Return, character for character, the lines from the one bearing "Where can the tree be" through the end of the material. Omit everything before that line.

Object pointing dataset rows
☆ ☆ ☆

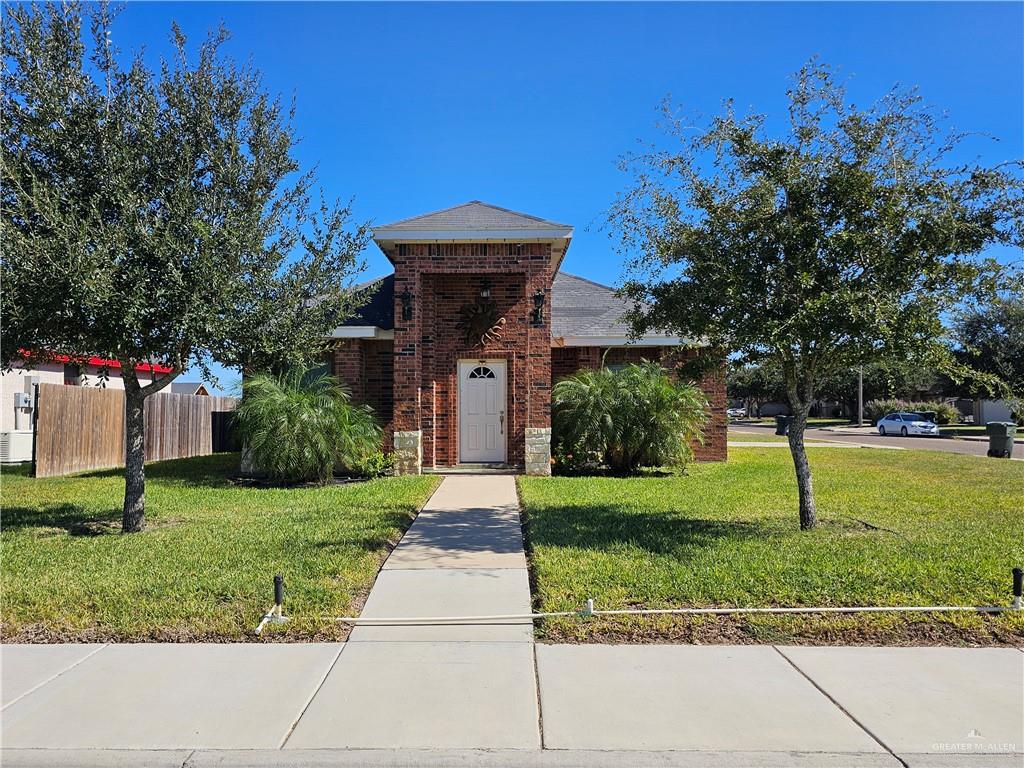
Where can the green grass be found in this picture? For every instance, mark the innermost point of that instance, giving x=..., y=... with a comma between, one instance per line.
x=965, y=429
x=897, y=528
x=814, y=421
x=203, y=567
x=734, y=436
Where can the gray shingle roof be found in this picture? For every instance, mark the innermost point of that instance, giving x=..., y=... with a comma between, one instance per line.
x=474, y=215
x=579, y=307
x=582, y=307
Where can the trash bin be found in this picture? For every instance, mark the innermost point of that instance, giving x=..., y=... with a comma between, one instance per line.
x=1000, y=438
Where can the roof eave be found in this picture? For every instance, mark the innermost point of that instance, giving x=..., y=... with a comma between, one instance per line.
x=623, y=341
x=361, y=332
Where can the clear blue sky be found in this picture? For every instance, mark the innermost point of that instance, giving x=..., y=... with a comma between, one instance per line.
x=411, y=108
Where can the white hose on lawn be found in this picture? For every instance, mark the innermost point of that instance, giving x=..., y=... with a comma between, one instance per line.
x=590, y=611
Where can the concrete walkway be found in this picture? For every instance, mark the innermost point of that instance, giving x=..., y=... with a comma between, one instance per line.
x=484, y=695
x=439, y=686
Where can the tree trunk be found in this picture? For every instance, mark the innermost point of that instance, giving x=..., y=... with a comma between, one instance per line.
x=805, y=485
x=133, y=517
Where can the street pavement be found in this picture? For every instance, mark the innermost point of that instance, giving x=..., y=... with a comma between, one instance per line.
x=945, y=444
x=483, y=694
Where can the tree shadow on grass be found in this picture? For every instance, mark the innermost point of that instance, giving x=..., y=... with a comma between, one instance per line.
x=198, y=471
x=74, y=519
x=605, y=526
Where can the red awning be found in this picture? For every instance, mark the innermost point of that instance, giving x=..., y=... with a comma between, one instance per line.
x=103, y=363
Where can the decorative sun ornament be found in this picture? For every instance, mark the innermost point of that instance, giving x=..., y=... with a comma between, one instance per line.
x=479, y=322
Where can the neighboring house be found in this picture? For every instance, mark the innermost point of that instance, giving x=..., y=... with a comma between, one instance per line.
x=458, y=349
x=16, y=397
x=187, y=387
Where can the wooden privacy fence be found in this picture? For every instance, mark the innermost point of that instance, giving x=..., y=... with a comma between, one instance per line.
x=79, y=428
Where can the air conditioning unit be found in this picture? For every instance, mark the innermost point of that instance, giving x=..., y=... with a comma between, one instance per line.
x=15, y=446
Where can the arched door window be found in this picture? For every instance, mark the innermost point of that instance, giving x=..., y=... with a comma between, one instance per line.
x=481, y=372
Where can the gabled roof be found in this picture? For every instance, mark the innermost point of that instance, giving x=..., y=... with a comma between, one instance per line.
x=582, y=307
x=187, y=387
x=474, y=215
x=379, y=309
x=583, y=312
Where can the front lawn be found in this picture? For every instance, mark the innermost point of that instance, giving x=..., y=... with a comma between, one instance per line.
x=897, y=528
x=203, y=568
x=734, y=436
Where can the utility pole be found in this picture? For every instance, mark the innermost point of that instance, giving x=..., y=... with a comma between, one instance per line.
x=860, y=396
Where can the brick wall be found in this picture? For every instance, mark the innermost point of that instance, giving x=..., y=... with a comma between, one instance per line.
x=427, y=348
x=366, y=367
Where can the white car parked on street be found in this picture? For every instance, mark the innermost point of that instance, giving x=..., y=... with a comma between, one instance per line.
x=904, y=424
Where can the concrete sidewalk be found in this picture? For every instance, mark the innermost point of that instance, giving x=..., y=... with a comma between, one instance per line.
x=484, y=695
x=467, y=702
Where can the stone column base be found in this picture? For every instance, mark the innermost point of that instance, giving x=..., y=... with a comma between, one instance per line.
x=408, y=453
x=539, y=451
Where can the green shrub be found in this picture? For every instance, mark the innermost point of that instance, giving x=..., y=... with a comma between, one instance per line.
x=377, y=464
x=299, y=426
x=627, y=419
x=945, y=414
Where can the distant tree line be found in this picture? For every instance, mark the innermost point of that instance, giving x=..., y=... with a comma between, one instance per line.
x=988, y=339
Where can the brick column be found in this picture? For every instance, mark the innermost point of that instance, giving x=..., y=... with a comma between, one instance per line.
x=538, y=433
x=408, y=373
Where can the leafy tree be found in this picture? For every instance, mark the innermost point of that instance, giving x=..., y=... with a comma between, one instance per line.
x=634, y=417
x=991, y=339
x=754, y=385
x=838, y=243
x=300, y=426
x=157, y=216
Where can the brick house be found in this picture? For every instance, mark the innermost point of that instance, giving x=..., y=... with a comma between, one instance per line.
x=457, y=350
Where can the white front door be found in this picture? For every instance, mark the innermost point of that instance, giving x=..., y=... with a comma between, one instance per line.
x=481, y=411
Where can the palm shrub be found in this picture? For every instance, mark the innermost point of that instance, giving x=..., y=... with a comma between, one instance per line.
x=300, y=425
x=634, y=417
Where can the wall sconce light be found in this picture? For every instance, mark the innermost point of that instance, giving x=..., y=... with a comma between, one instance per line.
x=539, y=307
x=406, y=297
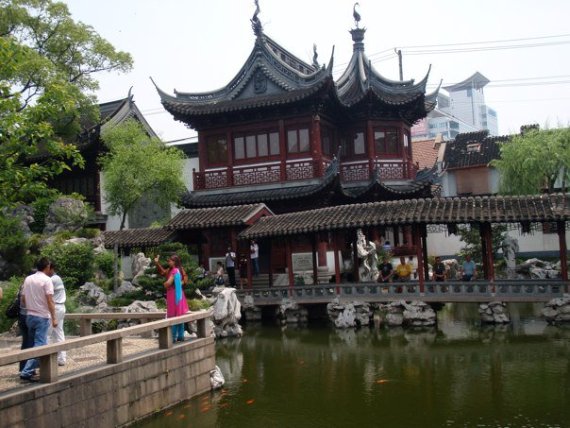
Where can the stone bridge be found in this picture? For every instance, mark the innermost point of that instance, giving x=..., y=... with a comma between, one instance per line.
x=443, y=292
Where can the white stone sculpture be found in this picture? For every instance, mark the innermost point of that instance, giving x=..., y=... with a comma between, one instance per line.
x=139, y=266
x=227, y=313
x=366, y=251
x=510, y=247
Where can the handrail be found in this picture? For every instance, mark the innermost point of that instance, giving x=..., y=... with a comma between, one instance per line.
x=85, y=318
x=47, y=354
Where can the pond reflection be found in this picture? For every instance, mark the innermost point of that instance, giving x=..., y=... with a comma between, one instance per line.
x=458, y=374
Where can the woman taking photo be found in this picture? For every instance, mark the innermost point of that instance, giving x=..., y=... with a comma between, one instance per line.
x=176, y=304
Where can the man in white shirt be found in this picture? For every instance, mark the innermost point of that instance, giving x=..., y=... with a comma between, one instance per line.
x=231, y=266
x=37, y=296
x=56, y=334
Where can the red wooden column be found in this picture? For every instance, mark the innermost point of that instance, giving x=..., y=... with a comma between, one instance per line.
x=270, y=250
x=314, y=240
x=355, y=273
x=336, y=261
x=487, y=245
x=417, y=237
x=249, y=270
x=316, y=146
x=289, y=259
x=370, y=147
x=561, y=229
x=283, y=151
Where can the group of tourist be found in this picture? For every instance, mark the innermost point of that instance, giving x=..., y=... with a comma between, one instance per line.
x=404, y=271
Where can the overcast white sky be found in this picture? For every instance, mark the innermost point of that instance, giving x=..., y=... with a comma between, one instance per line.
x=195, y=46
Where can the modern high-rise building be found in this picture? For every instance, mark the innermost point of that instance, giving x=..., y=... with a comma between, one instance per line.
x=462, y=109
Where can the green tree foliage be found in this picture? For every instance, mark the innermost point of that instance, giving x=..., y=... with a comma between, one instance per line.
x=471, y=237
x=47, y=66
x=533, y=162
x=138, y=166
x=74, y=262
x=13, y=246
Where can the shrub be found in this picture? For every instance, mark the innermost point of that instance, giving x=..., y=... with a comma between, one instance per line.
x=74, y=262
x=41, y=208
x=13, y=246
x=105, y=263
x=10, y=290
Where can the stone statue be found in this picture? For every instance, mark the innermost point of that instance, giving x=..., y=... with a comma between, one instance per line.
x=366, y=251
x=510, y=247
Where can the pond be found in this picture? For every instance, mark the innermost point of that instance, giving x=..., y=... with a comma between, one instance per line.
x=459, y=374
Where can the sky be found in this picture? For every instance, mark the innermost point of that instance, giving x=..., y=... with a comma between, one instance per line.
x=521, y=46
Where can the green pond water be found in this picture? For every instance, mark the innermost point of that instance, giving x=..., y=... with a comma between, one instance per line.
x=459, y=374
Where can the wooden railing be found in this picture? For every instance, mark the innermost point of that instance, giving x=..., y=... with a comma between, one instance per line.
x=86, y=318
x=47, y=354
x=474, y=291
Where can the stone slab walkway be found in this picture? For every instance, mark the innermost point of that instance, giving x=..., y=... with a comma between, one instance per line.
x=77, y=359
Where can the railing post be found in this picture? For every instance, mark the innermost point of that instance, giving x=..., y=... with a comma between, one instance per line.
x=165, y=338
x=48, y=368
x=115, y=351
x=85, y=327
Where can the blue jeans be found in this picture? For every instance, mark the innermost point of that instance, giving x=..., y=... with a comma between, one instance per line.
x=37, y=332
x=27, y=342
x=178, y=332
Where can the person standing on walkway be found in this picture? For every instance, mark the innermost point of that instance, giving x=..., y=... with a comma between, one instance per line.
x=254, y=250
x=56, y=334
x=231, y=266
x=37, y=297
x=468, y=269
x=176, y=304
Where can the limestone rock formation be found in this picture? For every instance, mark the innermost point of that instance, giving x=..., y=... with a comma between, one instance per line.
x=494, y=313
x=413, y=314
x=65, y=214
x=227, y=313
x=289, y=312
x=354, y=314
x=557, y=310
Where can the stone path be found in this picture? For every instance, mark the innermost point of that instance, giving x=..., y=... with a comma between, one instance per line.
x=80, y=358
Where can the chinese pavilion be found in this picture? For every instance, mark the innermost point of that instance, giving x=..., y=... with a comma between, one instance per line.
x=285, y=133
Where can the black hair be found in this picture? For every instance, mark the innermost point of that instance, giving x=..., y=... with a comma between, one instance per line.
x=42, y=264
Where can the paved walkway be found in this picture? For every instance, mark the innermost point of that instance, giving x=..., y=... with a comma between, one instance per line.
x=80, y=358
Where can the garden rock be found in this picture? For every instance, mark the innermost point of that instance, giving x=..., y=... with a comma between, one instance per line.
x=91, y=294
x=65, y=214
x=227, y=313
x=494, y=313
x=557, y=310
x=290, y=312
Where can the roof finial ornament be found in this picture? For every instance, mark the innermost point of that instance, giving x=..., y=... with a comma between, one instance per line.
x=356, y=15
x=315, y=56
x=255, y=22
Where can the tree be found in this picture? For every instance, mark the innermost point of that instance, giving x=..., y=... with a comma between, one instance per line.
x=138, y=166
x=534, y=162
x=47, y=63
x=470, y=235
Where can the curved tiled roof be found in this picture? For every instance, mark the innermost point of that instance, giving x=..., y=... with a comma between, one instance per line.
x=129, y=238
x=286, y=78
x=199, y=218
x=492, y=209
x=473, y=149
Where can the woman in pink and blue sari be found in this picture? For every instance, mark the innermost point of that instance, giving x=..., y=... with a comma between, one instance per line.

☆ ☆ ☆

#### Answer to the exercise:
Where can the tree be found in this picture? For every instance, mark the innermost point of that instance, giving x=..., y=... with a comma between, one instance per line.
x=138, y=166
x=534, y=162
x=47, y=63
x=470, y=235
Where can the curved tiled roof be found in this picture? For every instance, mark the innermost point of that instance, giving x=..., y=... with a comma between, one instance per line.
x=129, y=238
x=286, y=78
x=199, y=218
x=492, y=209
x=473, y=149
Where can the woman in pink and blue sari be found in this picture? For every instance, mark the innermost point of that instance, giving x=..., y=... with a comma between, one instance per line.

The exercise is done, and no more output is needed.